* _Instructions for the task_:
Check the material that follows and say how many lines include the string "black", giving the number alone.

* _Given records_:
*-*-*

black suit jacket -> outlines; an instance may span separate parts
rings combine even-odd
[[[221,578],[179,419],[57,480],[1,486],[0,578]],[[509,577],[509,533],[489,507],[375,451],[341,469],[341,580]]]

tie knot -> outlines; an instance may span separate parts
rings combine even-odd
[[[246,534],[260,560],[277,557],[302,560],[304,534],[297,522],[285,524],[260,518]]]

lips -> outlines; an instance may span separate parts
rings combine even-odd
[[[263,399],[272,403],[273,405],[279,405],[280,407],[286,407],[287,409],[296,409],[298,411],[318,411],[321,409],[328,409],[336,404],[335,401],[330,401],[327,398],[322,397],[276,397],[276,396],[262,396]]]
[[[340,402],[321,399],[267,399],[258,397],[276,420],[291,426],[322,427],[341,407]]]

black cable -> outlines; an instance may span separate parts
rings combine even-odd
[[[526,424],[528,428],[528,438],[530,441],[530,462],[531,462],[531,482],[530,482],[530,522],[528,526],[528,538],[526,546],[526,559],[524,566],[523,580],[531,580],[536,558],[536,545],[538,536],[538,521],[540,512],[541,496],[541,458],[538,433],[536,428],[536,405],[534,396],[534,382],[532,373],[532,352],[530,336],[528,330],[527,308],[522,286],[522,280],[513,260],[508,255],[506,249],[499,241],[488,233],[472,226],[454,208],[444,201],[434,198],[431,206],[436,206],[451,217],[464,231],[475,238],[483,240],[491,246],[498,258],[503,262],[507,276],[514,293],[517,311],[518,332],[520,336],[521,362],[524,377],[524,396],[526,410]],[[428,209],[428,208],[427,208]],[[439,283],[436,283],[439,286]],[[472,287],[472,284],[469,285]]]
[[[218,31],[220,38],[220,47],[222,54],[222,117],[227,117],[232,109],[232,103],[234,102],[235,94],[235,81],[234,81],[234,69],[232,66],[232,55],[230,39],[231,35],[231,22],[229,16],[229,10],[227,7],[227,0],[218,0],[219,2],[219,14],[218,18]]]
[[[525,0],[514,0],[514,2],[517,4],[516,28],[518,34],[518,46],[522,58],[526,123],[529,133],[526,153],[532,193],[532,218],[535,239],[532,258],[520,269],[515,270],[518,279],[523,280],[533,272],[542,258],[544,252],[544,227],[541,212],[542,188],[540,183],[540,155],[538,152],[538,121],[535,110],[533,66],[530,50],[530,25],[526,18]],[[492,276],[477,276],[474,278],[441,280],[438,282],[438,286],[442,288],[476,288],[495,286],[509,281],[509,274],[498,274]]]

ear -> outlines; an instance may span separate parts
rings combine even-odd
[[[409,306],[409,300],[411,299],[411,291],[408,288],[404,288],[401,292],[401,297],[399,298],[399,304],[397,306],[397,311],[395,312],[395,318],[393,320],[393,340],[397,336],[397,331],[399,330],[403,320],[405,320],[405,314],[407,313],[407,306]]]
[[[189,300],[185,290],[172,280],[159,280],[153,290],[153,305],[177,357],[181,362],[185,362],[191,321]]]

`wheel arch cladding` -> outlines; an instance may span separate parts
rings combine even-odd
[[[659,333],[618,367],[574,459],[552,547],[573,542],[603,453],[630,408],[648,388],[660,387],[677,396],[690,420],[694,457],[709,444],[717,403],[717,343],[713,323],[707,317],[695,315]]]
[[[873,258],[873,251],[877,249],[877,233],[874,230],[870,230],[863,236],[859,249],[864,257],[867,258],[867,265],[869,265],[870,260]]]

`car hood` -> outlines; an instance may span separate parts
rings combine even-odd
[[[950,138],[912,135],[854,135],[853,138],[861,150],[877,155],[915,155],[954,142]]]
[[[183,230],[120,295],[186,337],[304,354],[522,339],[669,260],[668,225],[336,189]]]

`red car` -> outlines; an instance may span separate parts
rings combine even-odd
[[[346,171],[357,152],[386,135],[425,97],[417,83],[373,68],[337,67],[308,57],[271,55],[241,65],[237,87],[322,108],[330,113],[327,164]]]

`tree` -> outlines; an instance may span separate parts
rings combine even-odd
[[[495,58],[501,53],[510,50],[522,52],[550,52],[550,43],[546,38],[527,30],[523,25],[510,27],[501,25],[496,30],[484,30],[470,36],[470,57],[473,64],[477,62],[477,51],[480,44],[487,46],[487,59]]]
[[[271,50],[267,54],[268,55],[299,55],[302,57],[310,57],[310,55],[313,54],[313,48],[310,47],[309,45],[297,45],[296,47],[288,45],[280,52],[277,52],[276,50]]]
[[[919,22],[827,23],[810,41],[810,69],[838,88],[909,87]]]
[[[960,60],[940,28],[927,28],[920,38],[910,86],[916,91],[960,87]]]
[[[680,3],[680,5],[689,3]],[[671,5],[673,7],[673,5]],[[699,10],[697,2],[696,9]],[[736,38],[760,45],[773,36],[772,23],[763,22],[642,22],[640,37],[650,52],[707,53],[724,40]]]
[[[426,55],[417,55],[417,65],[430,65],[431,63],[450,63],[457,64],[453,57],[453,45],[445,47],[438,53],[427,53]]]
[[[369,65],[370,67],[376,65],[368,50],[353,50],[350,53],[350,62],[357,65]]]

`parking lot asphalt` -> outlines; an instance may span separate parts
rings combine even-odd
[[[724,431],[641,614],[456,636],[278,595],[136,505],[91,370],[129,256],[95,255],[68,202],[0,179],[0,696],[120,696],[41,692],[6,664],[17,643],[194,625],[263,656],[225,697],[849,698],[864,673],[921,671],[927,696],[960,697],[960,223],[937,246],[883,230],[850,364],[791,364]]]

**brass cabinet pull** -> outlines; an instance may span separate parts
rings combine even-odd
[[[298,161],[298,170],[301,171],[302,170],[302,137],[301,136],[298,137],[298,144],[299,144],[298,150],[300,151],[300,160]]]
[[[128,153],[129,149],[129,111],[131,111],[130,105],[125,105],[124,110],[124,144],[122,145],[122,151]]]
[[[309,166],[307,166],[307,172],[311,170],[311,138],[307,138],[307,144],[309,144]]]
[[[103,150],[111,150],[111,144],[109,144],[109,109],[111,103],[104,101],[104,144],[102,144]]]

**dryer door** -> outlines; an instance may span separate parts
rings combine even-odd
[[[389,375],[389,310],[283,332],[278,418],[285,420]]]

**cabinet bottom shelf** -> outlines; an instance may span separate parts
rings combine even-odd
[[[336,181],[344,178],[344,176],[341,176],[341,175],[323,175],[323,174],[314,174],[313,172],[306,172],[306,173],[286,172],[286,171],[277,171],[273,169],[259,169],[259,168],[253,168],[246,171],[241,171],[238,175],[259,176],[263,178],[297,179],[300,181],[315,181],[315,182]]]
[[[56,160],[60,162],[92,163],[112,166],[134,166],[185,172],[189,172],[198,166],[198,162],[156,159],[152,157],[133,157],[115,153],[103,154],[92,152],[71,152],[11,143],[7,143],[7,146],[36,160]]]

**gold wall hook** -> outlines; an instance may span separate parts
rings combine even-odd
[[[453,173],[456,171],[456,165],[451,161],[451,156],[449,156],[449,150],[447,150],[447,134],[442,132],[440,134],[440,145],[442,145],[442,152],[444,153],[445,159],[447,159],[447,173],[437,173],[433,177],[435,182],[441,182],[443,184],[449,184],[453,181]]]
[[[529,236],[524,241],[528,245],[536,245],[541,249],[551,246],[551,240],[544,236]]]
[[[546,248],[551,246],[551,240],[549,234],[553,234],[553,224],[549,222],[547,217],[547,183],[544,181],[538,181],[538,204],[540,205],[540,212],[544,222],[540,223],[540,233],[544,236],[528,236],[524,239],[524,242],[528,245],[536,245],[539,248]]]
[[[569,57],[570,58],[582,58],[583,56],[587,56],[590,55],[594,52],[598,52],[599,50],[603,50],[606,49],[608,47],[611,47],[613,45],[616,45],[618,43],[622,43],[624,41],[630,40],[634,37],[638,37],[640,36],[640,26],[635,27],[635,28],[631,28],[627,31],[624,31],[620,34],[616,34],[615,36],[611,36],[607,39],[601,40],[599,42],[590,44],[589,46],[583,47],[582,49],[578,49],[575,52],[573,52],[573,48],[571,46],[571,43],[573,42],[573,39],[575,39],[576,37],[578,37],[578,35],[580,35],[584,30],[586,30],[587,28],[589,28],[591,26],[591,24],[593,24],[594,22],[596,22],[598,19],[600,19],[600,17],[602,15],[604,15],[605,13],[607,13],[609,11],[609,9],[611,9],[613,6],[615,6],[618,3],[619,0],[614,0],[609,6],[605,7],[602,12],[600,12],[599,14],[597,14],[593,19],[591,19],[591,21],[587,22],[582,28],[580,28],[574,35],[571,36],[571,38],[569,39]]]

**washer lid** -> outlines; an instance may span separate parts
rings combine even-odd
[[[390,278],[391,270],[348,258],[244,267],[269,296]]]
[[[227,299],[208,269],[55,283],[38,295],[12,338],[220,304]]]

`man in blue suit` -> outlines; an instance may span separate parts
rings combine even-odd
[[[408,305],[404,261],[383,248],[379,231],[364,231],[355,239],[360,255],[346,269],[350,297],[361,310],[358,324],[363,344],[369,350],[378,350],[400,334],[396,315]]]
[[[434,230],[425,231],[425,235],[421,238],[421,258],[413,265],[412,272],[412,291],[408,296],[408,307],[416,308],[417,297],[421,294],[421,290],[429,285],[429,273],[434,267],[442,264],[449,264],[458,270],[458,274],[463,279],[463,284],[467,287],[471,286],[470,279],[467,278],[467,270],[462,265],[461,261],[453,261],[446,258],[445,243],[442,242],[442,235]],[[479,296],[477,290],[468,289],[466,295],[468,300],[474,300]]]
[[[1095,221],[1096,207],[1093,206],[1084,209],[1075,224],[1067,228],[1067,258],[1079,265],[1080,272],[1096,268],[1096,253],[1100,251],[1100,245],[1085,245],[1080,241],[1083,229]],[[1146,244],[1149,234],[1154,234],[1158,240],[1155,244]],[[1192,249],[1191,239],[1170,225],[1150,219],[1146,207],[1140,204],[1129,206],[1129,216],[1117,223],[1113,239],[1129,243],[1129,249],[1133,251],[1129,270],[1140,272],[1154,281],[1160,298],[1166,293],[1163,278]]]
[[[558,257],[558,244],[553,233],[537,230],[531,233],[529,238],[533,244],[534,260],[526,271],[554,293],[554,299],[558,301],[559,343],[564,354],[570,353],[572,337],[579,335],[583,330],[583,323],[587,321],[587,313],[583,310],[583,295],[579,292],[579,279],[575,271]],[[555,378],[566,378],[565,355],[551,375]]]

*-*-*

* _Solution for this task_:
2